> _Trecho do documento_:
A arte e Sebastião Salgado – Por Manoel Herzog
Salgado, abrindo mão das cores da alma e das cores reais, mostrou como, dentro da limitação humana, demasiadamente humana, é que se cria a verdadeira arte
Há registros históricos (não sei aonde, mas há) de Anacreandro, pintor da natureza nos primórdios da civilização grega, esculhambando Giotto, mestre da expressão e primeiro a plasmar sentimentos nos rostos pintados. Anacreandro, que viveu muitos séculos antes de Cristo, e mesmo antes de Homero (que dirá de Giotto), julgando que aquela inovação fosse acabar com a arte pictórica, deblaterou contra o italiano e tudo o que ele representava. Era um tradicionalista. Lembremos que essa reflexão de Anacreandro foi psicografada por um médium siracusano que, por acaso, era também crítico de arte.

> _Tarefa 1_: Reescreva de forma mais breve o parágrafo do texto sobre Sebastião Salgado que começa com "Há registros históricos", mantendo seus fatos principais.
> _Tarefa 2_: Cite, sem nenhuma alteração, o trecho do texto sobre Sebastião Salgado que começa em "A arte e Sebastião" e vai até "crítico de arte.".
Baseie-se somente no texto sobre Sebastião Salgado.

> _Registros armazenados_:
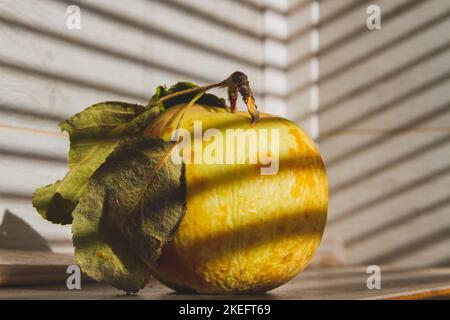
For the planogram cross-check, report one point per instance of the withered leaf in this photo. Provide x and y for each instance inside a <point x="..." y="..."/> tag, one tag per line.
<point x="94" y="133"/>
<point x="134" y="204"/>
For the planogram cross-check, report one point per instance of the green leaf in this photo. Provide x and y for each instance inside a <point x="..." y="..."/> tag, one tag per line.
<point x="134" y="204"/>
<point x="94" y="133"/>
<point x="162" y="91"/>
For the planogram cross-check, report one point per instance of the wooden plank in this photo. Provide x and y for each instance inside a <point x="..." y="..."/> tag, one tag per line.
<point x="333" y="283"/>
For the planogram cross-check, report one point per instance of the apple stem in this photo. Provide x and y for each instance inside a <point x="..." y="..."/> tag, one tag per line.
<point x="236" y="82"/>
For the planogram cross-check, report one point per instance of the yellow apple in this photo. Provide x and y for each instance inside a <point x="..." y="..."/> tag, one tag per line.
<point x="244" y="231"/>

...

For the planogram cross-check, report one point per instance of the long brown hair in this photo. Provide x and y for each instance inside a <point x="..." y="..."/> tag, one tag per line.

* * *

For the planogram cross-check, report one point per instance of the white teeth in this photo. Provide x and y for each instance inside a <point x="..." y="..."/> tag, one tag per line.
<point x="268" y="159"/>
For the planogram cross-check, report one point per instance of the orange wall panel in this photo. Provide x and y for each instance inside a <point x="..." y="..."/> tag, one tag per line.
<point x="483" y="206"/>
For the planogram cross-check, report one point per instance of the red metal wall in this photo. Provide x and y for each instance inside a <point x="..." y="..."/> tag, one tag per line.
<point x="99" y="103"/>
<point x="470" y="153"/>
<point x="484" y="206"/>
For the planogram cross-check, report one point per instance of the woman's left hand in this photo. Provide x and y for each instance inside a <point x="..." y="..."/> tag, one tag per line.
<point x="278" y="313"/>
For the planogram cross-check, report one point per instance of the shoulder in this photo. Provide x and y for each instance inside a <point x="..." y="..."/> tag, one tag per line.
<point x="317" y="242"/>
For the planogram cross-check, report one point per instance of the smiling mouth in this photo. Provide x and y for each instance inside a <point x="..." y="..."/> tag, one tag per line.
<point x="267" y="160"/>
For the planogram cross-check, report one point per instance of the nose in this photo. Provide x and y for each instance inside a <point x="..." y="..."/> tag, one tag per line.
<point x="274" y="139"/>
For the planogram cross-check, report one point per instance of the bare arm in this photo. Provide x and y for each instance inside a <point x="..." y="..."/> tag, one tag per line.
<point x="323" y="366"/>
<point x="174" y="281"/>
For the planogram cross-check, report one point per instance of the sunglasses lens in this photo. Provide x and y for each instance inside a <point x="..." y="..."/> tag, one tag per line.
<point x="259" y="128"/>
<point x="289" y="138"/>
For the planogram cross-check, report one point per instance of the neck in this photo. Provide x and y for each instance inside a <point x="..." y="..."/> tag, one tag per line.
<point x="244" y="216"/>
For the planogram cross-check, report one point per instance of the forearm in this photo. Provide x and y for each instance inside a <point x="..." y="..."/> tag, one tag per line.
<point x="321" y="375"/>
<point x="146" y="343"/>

> _Resposta do exercício 1_: Segundo o autor, existem registros históricos, cuja localização ele diz não saber, de que Anacreandro criticou duramente Giotto. Anacreandro era um pintor da natureza dos primórdios da civilização grega e viveu muitos séculos antes de Cristo, até mesmo antes de Homero. Giotto foi mestre da expressão e o primeiro a plasmar sentimentos nos rostos pintados. Tradicionalista, Anacreandro atacou o italiano por julgar que essa inovação acabaria com a arte pictórica. Essa reflexão teria sido psicografada por um médium siracusano que também era crítico de arte.

> _Resposta do exercício 2_:
A arte e Sebastião Salgado – Por Manoel Herzog
Salgado, abrindo mão das cores da alma e das cores reais, mostrou como, dentro da limitação humana, demasiadamente humana, é que se cria a verdadeira arte
Há registros históricos (não sei aonde, mas há) de Anacreandro, pintor da natureza nos primórdios da civilização grega, esculhambando Giotto, mestre da expressão e primeiro a plasmar sentimentos nos rostos pintados. Anacreandro, que viveu muitos séculos antes de Cristo, e mesmo antes de Homero (que dirá de Giotto), julgando que aquela inovação fosse acabar com a arte pictórica, deblaterou contra o italiano e tudo o que ele representava. Era um tradicionalista. Lembremos que essa reflexão de Anacreandro foi psicografada por um médium siracusano que, por acaso, era também crítico de arte.